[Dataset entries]
# # # # # # #

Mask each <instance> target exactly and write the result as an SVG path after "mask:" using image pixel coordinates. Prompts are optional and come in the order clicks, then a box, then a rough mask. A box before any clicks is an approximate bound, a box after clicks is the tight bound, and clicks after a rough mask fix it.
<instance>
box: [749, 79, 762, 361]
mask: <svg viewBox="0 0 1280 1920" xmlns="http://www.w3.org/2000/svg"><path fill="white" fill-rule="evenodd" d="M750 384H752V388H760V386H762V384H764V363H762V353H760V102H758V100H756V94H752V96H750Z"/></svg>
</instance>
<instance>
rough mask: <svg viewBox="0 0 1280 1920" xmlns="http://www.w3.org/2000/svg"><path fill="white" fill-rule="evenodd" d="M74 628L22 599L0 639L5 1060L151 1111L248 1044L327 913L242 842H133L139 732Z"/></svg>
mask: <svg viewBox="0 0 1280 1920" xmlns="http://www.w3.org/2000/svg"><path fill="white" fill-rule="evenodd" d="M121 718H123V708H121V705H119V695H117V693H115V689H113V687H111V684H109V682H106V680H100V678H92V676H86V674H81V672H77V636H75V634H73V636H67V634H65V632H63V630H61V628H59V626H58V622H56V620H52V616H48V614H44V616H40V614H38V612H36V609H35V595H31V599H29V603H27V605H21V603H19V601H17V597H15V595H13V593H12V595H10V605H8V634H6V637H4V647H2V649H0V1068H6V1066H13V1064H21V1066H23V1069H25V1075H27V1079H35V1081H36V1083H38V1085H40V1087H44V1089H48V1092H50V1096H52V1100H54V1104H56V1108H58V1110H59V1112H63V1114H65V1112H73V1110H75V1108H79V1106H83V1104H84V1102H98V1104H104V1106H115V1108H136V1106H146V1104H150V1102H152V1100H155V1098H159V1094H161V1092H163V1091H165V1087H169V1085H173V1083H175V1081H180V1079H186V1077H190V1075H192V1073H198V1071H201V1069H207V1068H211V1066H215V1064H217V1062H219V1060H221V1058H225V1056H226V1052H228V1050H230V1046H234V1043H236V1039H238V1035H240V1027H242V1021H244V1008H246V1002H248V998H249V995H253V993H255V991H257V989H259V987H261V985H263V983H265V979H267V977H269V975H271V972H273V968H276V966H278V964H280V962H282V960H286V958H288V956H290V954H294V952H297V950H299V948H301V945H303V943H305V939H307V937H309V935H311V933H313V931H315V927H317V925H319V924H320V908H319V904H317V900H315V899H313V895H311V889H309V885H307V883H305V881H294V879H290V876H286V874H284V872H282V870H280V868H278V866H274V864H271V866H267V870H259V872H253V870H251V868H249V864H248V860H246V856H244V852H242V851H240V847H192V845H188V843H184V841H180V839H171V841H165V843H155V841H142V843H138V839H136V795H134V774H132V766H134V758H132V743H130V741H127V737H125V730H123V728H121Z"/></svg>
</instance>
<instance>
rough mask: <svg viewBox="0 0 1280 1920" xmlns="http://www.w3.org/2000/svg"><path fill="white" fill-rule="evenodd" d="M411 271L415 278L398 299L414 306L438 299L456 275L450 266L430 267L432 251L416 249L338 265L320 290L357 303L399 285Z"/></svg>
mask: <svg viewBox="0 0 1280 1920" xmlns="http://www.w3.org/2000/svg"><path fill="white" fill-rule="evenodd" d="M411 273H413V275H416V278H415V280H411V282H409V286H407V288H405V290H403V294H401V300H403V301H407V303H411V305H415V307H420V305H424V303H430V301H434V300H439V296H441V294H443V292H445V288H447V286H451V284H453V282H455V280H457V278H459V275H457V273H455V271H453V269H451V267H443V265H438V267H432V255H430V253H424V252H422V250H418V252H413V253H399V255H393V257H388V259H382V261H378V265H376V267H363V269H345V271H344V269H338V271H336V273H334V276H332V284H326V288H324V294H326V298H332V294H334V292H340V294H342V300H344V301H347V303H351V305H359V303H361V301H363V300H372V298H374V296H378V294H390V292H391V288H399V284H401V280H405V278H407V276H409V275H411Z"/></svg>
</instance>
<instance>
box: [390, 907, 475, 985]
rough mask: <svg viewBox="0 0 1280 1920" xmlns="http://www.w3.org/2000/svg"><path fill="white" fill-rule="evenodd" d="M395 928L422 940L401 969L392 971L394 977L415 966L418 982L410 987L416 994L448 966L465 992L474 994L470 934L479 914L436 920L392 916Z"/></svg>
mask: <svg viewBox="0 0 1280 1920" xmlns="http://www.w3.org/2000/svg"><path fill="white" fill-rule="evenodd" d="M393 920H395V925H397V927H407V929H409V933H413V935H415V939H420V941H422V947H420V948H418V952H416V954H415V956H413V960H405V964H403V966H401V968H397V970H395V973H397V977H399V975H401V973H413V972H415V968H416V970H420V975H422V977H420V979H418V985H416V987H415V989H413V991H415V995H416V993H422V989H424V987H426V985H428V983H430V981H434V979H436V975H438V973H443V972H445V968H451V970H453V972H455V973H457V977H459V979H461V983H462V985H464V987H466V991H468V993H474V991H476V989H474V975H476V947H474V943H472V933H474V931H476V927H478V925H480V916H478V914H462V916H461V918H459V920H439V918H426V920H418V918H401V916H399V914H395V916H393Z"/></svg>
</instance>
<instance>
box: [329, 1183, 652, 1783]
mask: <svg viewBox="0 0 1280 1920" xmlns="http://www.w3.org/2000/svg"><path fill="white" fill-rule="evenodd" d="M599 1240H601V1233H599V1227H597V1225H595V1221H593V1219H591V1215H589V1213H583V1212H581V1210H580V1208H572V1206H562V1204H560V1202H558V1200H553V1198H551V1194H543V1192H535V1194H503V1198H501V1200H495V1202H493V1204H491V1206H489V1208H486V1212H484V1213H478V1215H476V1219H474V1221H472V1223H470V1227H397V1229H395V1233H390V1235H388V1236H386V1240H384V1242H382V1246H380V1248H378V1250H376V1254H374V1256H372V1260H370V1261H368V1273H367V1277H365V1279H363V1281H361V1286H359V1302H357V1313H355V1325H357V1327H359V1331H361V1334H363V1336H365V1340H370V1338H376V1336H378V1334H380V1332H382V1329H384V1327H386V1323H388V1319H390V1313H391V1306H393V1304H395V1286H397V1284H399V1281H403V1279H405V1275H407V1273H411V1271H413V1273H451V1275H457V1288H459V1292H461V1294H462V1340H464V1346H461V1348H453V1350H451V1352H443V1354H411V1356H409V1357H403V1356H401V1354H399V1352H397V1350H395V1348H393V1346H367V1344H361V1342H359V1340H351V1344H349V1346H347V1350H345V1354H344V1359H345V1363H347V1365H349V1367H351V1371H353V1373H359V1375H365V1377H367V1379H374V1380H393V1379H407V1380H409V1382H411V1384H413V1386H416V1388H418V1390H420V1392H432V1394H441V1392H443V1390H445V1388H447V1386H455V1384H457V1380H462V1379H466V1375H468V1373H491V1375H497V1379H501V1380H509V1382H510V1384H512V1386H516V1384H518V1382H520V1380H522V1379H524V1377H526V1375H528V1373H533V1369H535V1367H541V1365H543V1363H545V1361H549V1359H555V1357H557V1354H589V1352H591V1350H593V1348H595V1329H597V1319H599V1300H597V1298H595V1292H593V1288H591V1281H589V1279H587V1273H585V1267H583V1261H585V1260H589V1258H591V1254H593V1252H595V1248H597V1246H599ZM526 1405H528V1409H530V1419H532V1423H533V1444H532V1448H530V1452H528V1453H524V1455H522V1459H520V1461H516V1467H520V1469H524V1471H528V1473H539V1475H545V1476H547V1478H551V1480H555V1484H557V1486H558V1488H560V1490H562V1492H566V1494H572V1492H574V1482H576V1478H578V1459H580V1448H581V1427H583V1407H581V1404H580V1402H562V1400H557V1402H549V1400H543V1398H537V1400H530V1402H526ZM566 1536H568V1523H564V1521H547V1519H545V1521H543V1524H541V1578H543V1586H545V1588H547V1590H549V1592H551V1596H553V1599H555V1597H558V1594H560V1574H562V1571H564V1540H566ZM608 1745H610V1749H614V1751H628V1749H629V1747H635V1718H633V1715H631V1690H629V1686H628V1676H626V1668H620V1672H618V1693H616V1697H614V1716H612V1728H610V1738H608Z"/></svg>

# # # # # # #

Print the lines from the start of the items up to and including the line that contains "box: [749, 79, 762, 361]", copying each one without any change.

- EXERCISE RESPONSE:
Mask each <instance> target exactly and write the result as an SVG path after "mask:" using image pixel coordinates. Prompts are optional and come in the order clicks, then a box, then a rough mask. A box before any clicks is an approximate bound, a box after clicks is the tight bound, and clicks after a rough mask fix it.
<instance>
box: [749, 79, 762, 361]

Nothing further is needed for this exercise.